-- begin Supplied text --
Unfortunately, things haven’t worked out that way so far. For a variety of reasons, the NY Times, like many other newspapers, is in dire financial straits. Rupert Murdoch has recently led the charge for a return to subscription-based access, declaring,

“Quality journalism is not cheap and an industry that gives away its content is simply cannibalizing its ability to produce good reporting. . . . We can be platform-neutral but never free.”

This announcement (along with the AP’s increasingly bizarre strategies), has generated the response you’d expect from the blogosphere — Murdoch is a dinosaur guilty of trying to maintain an outdated business model, and he’s dooming his publications to irrelevance:

If you put a price – any price – on an article in the Wall Street Journal, people will not be able to share it. Sites like Mashable won’t be able to link to it. Digg, Twitter, StumbleUpon . . . any content behind a paywall will receive zero traffic from all these social sites.

And that fact alone is enough for the entire system to fail, because the benefit of receiving money from a small portion of the readers will be outweighed by the fact that fewer people will see the content . . .
-- end Supplied text --
-- begin Dataset entries --
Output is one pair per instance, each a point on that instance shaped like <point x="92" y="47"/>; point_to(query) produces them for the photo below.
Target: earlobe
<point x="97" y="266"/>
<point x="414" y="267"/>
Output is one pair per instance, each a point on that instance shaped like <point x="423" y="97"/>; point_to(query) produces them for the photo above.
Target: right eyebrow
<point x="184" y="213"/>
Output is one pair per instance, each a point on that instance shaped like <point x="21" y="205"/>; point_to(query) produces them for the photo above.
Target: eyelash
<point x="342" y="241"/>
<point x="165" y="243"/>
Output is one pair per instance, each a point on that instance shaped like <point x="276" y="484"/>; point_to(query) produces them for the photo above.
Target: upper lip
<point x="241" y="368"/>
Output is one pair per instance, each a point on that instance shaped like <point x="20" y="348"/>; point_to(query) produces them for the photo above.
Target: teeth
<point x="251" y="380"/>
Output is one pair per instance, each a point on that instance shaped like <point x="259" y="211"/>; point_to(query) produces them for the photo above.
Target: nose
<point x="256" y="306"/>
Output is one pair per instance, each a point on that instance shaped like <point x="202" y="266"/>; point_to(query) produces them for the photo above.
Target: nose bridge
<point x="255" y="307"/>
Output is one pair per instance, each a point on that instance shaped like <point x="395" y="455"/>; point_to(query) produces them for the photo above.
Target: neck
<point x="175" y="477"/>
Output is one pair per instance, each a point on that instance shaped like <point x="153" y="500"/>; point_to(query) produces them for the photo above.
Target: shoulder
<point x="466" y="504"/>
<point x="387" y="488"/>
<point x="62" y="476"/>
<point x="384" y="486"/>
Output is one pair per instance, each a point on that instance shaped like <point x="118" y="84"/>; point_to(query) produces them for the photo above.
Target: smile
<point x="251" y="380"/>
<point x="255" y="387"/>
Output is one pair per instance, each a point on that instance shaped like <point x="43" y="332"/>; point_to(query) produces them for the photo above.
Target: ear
-- end Dataset entries --
▶ **Work to complete**:
- A) From the passage on newspaper paywalls, list every site it names as unable to link to paywalled content or send traffic to it.
- B) Answer these questions from the passage on newspaper paywalls:
(i) Who has recently led the charge for a return to subscription-based access?
(ii) What kind of creature does the blogosphere's response call him?
(iii) How much traffic from social sites will content behind a paywall receive, according to the quoted response?
- C) Write the next paragraph of the passage on newspaper paywalls, picking up after its final sentence.

▶ **Results for the exercise**:
- A) Mashable, Digg, Twitter, StumbleUpon

- B)
(i) Rupert Murdoch
(ii) A dinosaur
(iii) Zero

- C)
But what good is all that traffic when it doesn’t bring in any revenue? Despite the sound and fury coming from the usual echo-chamber spokesmen, no one seems to have any real suggestion for how all that attention is supposed to result in profits. The promised ad money from those linked attention-payers hasn’t materialized. Chris Anderson openly admits as much:

SPIEGEL: But where’s the Web-based business model for it?

Anderson: We’re still figuring that out.

The idea of running a publishing house on hopes and dreams until a new business model emerges is proving problematic for many, and some are looking beyond the current era of free content with no monetization.

Tim Luckhurst, professor of journalism at Kent University . . . argued that what Murdoch is “very clever,” and . . . “he has realised that 1,000 users paying to read your title online are worth more than 5m doing it for nothing.”

Luckhurst said: “The simple reality is that it’s a myth that content is given value by links… The link economy is an old-fashioned model…a smaller group of online readers dedicated to their newspaper sites of choice was more beneficial than promiscuous surfers.”

But that still leaves the tricky transition of getting people to pay for something that they’re used to getting for free, which is going to be an enormous hurdle Murdoch must clear if he’s going to succeed.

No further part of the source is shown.